## Work instructions
Copy every record below exactly, leaving out any pictures.

———

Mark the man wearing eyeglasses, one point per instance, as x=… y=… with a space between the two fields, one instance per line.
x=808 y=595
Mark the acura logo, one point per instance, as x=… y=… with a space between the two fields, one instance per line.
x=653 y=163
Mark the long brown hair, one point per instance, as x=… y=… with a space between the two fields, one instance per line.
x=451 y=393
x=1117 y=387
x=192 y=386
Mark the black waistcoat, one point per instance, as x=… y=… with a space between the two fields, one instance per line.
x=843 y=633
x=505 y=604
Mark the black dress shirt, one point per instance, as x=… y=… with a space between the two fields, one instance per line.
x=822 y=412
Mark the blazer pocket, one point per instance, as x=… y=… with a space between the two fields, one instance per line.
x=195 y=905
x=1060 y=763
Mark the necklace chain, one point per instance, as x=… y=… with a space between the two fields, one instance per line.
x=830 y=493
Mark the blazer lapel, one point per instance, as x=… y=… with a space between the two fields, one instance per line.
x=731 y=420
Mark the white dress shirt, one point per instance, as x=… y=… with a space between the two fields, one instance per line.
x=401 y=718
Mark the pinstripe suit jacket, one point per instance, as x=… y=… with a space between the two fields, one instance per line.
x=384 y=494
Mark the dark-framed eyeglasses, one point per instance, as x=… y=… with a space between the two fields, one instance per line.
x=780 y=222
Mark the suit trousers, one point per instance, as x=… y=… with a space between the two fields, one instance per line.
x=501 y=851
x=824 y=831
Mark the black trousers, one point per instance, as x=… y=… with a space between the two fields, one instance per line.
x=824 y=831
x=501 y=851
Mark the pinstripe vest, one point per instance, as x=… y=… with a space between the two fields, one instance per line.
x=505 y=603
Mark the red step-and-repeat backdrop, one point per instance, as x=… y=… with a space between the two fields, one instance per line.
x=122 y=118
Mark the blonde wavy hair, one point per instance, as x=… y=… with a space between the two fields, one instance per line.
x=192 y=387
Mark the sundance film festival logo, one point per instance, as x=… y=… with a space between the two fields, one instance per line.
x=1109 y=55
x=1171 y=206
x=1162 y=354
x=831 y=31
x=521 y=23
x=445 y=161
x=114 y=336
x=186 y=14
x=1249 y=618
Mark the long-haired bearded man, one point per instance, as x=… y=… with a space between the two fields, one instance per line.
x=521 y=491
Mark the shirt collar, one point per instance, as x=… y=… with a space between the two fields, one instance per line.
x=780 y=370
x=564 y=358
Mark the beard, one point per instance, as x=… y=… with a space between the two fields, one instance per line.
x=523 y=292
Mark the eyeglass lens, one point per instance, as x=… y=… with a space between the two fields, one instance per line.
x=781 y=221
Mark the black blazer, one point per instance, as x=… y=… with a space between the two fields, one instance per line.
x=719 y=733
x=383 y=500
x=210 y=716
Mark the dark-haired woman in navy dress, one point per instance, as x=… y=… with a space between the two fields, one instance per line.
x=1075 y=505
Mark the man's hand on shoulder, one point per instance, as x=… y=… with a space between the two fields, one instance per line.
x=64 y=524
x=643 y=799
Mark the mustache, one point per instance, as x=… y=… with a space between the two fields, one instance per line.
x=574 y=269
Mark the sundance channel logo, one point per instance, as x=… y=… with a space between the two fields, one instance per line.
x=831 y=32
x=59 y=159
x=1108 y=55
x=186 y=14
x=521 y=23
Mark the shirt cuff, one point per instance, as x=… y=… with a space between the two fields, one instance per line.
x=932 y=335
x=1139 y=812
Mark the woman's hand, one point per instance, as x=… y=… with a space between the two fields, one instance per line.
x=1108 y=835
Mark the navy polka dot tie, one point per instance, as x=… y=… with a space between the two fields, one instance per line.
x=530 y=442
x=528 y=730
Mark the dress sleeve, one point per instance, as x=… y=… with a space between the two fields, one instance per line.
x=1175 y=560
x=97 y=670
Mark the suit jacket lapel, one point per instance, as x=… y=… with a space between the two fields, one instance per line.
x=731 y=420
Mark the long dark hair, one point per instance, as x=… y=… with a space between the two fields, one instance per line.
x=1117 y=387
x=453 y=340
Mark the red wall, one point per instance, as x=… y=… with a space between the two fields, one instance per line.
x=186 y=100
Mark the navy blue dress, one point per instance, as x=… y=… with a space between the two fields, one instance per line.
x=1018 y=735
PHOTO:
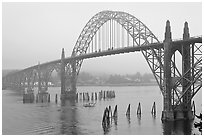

———

## Result for this exercise
Mark the man wearing eyeglasses, one point per instance, as x=… y=… with a space between the two fields, one instance per line.
x=808 y=595
Mark the acura logo, one point per instance, as x=… y=… with a space between the two fields, one instance per line.
x=653 y=163
Mark the long brown hair, one point per instance, as x=… y=… with a space between the two fields, one instance per line.
x=451 y=393
x=1117 y=387
x=192 y=386
Mark the black waistcoat, one point per instance, as x=… y=… with a space between the two fields, one instance per line.
x=843 y=633
x=505 y=604
Mark the black dress shirt, one point per instance, as x=… y=… with a space between the two fields, one instance per line.
x=822 y=412
Mark the blazer pocket, one point per instance, as x=… y=… with a space between the two fields, one instance per line.
x=195 y=905
x=1060 y=763
Mark the necklace chain, one point per instance, as x=… y=… with a space between the two fields, one instance per line.
x=830 y=493
Mark the blazer lapel, one point per instance, as x=… y=… with a space between the two fields, one instance per line.
x=731 y=420
Mark the white dress shirt, one point per instance, as x=… y=… with a space between the two fields, one instance per line.
x=401 y=718
Mark the pinstripe suit jacket, one point per instance, as x=… y=… with a space between the two fields, one instance per line.
x=384 y=494
Mark the dark-framed eyeglasses, one point per instance, as x=… y=… with a space between the two fields, one instance per line.
x=780 y=222
Mark the suit trousers, one point per instance, as x=… y=… with a space between the two fields, one instance per line.
x=501 y=851
x=824 y=831
Mark the black trousers, one point per instance, as x=… y=… with a space between the two fields, one instance per line.
x=824 y=831
x=501 y=851
Mark the pinstripe vest, one point per instance, as x=… y=… with a space between the two fields, one instance per line.
x=505 y=603
Mark the red step-and-repeat backdrop, one point per instance, as x=… y=… with a space between the two fields, one instance per line.
x=122 y=118
Mark the blonde wavy hair, one point per instance, as x=… y=… with a space between the two fields, one instance per line.
x=192 y=387
Mark the sundance film festival logo, one point per instance, as x=… y=… with a space between the two fields, one instance per line.
x=1109 y=55
x=1171 y=206
x=1162 y=354
x=831 y=31
x=521 y=23
x=445 y=161
x=114 y=336
x=186 y=14
x=1249 y=618
Mark the long-haired bearded man, one point per instance, as x=… y=… with a space between the two fields, one instance per line.
x=521 y=491
Mark the shirt collar, one point per instance, as x=… y=… with a space between the two fields, one instance per line.
x=780 y=370
x=564 y=358
Mark the beard, one point per instance, as x=… y=… with a space between the two fields, one instance per line.
x=523 y=292
Mark the eyeglass lens, one point per instance, as x=… y=… with a space between the two fields, one instance per line.
x=781 y=221
Mark the black blazer, one point per instance, as x=… y=… with a space between the two fields, one instance per line.
x=719 y=733
x=383 y=500
x=210 y=716
Mark the dark-haired woman in navy dress, one point per instance, as x=… y=… with a space between the two fields, one instance per line.
x=1075 y=505
Mark the man's hand on shoulder, one point per instance, as x=… y=… with a space between the two fields, one instance per line.
x=64 y=524
x=643 y=799
Mark the mustache, one point per instance, as x=… y=… with a space between the two fields, one instance per line.
x=574 y=269
Mark the sundance channel logo, one point per instance, as x=… y=… with a space between the two fields, one instance per line.
x=831 y=32
x=59 y=159
x=1108 y=55
x=186 y=14
x=521 y=23
Mark the shirt cuff, one point per instance, as x=… y=… with a space between the two fields, one instance per line.
x=932 y=335
x=1139 y=812
Mark the woman's hand, one point per instance, as x=… y=… with a space between the two fields, one instance per line.
x=1108 y=835
Mark the navy polka dot tie, one point per instance, as x=… y=… with a space between the two fields, one instance per line.
x=530 y=442
x=528 y=730
Mark the dress sleeve, one point per instance, as x=… y=… with a space between the two fields, one instance per line.
x=1175 y=560
x=97 y=670
Mark the suit jacket lapel, one point per instance, as x=… y=… with a space between the two fields, one instance per line.
x=731 y=420
Mark the long dark hair, one point per instance, as x=… y=… with a space between the two fields, one instance per line.
x=1117 y=387
x=453 y=340
Mark the red wall, one point per instance, as x=… y=… with a space between the two fields, one instance per line.
x=186 y=100
Mark the navy blue dress, one point per instance, as x=… y=… with a space between the two fields, one instance per line.
x=1018 y=735
PHOTO:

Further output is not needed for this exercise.